1739-01-09, de Voltaire [François Marie Arouet] à Nicolas Claude Thieriot.

Mon cher amy depuis ma dernière lettre ecrite, vingt paquets arrivant à Cirey augmentent ma douleur, et celle de madame du Chastelet.
Encor une fois n'écoutez point quiconque vous donnera pour conseil, de boire votre vin de champagne gaiment, et d'oublier tout le reste. Buvez, mais remplissez les devoirs sacrez et nécessaires de la tendre amitié. Il n'y a pas de milieu, je suis déshonoré si l'écrit de Desfontaines subsiste sans réponse et si l'infâme calomnie n'est pas confondue.

* _Données enregistrées_:
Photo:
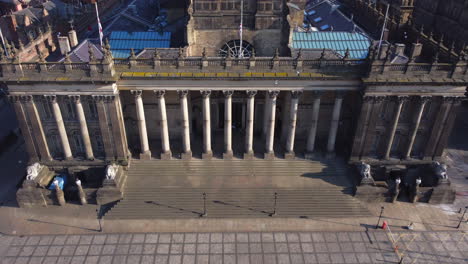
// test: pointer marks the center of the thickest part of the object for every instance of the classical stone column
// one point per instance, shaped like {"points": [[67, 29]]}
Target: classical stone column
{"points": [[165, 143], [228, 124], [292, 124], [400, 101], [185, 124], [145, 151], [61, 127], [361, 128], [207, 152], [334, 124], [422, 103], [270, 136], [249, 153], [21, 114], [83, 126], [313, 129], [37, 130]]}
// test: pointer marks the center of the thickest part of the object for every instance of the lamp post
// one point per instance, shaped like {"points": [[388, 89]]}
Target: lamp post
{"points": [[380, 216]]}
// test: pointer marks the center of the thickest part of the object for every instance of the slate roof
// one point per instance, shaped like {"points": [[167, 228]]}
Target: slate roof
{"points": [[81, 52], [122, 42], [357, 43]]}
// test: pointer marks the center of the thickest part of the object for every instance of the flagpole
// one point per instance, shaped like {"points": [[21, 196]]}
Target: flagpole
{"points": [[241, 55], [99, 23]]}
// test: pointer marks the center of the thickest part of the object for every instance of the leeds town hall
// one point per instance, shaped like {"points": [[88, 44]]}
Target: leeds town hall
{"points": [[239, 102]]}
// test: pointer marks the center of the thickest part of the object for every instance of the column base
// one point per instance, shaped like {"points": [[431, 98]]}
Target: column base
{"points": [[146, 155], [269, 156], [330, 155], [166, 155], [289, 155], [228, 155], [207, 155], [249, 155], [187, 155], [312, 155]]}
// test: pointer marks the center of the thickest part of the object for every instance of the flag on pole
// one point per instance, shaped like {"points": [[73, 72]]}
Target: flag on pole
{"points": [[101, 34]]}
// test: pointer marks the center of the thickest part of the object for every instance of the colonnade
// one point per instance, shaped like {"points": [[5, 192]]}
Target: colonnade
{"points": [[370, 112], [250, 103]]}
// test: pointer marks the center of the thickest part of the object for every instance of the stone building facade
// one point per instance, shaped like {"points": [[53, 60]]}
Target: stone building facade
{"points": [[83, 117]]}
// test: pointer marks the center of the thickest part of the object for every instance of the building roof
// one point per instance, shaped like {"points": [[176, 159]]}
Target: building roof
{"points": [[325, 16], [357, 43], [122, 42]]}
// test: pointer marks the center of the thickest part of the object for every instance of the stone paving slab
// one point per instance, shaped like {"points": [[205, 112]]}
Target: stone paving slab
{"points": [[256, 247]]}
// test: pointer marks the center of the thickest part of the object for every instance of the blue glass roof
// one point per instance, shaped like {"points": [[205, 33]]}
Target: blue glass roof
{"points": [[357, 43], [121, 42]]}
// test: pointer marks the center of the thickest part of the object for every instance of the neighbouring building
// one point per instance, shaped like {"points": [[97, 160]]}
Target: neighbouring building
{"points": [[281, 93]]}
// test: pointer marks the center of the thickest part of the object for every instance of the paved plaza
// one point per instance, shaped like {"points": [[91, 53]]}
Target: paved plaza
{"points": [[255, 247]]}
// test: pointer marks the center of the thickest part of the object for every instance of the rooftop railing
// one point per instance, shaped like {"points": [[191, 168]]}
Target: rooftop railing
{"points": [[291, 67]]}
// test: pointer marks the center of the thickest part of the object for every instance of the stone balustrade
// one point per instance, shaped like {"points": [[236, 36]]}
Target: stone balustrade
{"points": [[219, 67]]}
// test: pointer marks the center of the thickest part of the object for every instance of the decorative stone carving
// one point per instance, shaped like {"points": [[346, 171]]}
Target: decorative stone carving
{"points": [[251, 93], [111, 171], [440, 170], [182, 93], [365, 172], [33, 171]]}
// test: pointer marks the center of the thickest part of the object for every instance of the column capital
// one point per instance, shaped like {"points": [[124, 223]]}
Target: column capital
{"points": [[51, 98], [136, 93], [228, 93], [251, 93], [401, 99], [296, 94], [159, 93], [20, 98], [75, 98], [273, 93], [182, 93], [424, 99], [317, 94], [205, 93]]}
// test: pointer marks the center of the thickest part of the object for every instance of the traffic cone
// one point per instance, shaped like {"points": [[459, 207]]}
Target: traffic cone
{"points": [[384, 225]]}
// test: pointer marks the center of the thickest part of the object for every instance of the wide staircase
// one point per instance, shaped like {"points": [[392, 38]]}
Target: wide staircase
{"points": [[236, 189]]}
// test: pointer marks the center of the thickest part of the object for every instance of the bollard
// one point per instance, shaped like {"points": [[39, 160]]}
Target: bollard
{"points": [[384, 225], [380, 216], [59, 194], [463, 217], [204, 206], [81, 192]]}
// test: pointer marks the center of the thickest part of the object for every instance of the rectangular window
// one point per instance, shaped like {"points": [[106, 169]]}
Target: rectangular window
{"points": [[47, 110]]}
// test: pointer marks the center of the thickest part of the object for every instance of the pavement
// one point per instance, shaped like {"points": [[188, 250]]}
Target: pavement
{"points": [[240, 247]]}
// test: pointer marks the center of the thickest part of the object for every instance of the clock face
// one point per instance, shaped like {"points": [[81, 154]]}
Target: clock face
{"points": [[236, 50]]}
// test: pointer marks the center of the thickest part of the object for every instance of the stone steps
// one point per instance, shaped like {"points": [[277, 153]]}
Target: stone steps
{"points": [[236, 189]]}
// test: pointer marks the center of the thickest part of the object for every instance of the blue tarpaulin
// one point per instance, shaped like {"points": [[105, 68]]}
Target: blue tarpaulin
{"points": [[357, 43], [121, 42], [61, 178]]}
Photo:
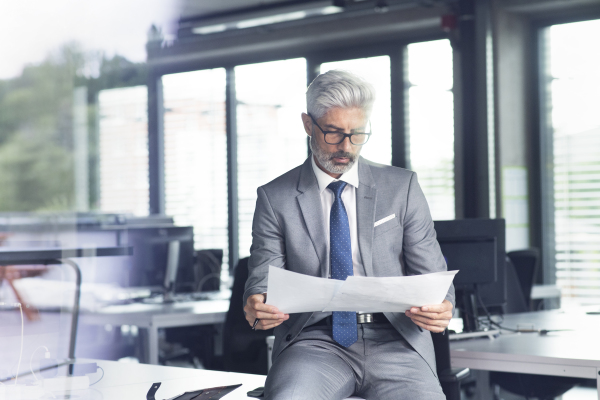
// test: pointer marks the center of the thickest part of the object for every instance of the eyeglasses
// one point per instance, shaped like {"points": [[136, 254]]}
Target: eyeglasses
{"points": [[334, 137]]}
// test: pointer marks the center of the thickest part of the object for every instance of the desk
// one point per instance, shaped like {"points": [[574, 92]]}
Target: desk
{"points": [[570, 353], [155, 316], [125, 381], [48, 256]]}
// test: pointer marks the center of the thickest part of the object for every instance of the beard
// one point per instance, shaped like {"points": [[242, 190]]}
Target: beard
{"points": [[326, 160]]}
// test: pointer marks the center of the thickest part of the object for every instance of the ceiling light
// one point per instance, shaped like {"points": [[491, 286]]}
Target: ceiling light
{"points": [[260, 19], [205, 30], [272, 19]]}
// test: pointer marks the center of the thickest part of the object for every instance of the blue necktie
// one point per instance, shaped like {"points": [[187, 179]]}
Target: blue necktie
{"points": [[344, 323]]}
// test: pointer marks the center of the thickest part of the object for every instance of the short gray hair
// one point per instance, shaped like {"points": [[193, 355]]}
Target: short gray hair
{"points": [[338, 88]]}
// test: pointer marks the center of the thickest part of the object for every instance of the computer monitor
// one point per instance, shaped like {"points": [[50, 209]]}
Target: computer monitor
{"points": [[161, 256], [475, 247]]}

* _Objectif de l'exercice_: Recopiez sans rien changer le passage de la lettre de Voltaire à Thieriot qui s'ouvre sur les mots contenant « Mon cher amy » et se termine par « n'est pas confondue. ».

* _Réponse_:
Mon cher amy depuis ma dernière lettre ecrite, vingt paquets arrivant à Cirey augmentent ma douleur, et celle de madame du Chastelet.
Encor une fois n'écoutez point quiconque vous donnera pour conseil, de boire votre vin de champagne gaiment, et d'oublier tout le reste. Buvez, mais remplissez les devoirs sacrez et nécessaires de la tendre amitié. Il n'y a pas de milieu, je suis déshonoré si l'écrit de Desfontaines subsiste sans réponse et si l'infâme calomnie n'est pas confondue.